Fuck David Kleinfeld

Wednesday, December 23, 2009

 

Some thoughts on the creative process

When I interviewed KRS-ONE about three years ago, I learned something pretty insightful about the way he creates his music. He just throws things out stream-of-consciousness style and catches what sticks. The man is a talented musician because he knows how to A) Throw relevant things out of his brain and B) Catch them and C) See if he can use them.

I taught a creative writing class last week at Newtown High School in Queens. I gave the classroom an exercise called "How to steal properly." I showed them a couple poems I wrote that I blatantly stole from the Bible and tweaked a bit to my advantage. I was a little worried that mixing religion into a public school would've gotten me in trouble but come on, I really don't care! My point was pretty simple: If you steal from good sources, your work will be good. [I actually stole that idea from Einstein--I practice what I preach!]

After I showed them that idea, I sensed the vibe of the classroom and ran with it. I made them all freewrite, KRS style, for about two minutes. I made them all read what they wrote. One kid wrote a freestyle. I was pretty good. I told him to come up with a hot 16 for round two. One girl was so damn shy she didn't read anything. I coaxed her to write anything for round two..anything! Another girl annoyed me and I threw her negativity back at her. The girl next to her, however, was pretty talented and I encouraged her to keep going. There were more students...one wrote some issues he had in his personal life relating to being Guyanese...another wrote a lusty poem to his girlfriend...I challenged him on round two to tweak his poem and make it to his mother instead; editors make ME change my work so I figured, why not give him a dose of reality. There was another pretty young thing who wrote about Nirvana and Beck and all this other 90's music. I was like, what year is this? I told her to keep at it. The girl next to her was there for the first time ever. She had a pretty nice quality to her work and I told her to continue...of all the students, she had the stream of consciousness thing down best. There were also two teachers. One is a friend of mine, the other is liker her assistant or something. They were both pretty good. A little on the sad side, but both good. . .

## Exercise instructions
Write the next part of the blog post about teaching freewriting to a creative writing class, picking up after its last sentence.

## Dataset entries
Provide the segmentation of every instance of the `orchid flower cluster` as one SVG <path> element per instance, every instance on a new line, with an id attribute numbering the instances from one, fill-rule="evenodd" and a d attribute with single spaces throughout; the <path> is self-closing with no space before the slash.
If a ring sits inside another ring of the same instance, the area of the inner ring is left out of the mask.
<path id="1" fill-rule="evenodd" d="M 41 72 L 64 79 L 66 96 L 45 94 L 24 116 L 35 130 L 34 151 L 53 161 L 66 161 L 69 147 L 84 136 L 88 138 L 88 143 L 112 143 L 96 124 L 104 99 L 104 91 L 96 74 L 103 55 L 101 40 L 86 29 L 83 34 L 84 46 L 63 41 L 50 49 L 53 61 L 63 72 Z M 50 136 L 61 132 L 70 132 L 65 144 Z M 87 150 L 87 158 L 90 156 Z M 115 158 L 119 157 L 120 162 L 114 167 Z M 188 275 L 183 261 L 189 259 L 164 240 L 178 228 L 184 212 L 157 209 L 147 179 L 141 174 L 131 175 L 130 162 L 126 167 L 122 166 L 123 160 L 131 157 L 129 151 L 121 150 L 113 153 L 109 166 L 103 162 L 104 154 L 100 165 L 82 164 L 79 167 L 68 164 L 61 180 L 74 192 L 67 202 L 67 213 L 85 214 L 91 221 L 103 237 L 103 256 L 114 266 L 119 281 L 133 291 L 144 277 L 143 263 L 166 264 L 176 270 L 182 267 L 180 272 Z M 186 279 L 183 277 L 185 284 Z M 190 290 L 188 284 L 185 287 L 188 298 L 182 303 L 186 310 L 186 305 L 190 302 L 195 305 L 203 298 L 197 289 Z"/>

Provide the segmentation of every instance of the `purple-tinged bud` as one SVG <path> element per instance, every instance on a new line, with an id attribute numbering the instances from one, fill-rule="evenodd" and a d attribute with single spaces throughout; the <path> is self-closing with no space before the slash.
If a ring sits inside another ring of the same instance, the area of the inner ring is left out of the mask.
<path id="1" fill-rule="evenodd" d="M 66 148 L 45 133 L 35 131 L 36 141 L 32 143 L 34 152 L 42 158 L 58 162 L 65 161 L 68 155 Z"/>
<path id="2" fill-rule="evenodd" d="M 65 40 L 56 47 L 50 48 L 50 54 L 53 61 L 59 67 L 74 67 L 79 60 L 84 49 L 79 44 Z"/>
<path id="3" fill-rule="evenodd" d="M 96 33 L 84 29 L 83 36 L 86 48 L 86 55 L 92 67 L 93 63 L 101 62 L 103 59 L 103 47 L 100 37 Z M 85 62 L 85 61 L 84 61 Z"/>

## Output below
Which brings me to my point. A lot of what we prize in school as far as creative writing goes is sadness. I wonder why. The girl who I said was the most talented in the last paragraph, had a heartwearming story about how she misses her grandmother in the hospital. I liked it insofar that it let me be nosy into her life...I don't even remember her name but I know how sad not being able to visit her grandmother in the hospital made her feel. It's weird that I prize being able to be nosy but that's the way it is, at least, in school. I don't think anyone with a happy stream of consciousness would be in a writing class...so I guess that's why sadness is so revered?

I remember Hemingway saying something to the effect of, "Being a writer is a lonely world of isolation and despair." I don't know. He's right but I don't know. I remember each of the teachers who shared what they wrote. They were so damn pitiful...my friend talked about her light dimming...it used to shine and now it doesnt...the other teacher talked about her growing age and her confusion with her place in the world...and they were both good. Sad but good. I don't know. Maybe we need to prize joy more than pain.

My favorite one was the kid who wrote the hot 16. I asked him who his favorite rapper is. He said eminem. I told him he needs to put a cadence--a flow--to his lyrics. I gave him a homework assignment...to take one of Eminem's flows and apply it to those lyrics...I said that I've never heard a non-caucasian emulate Eminem's flow...I hope he listened to what I told him.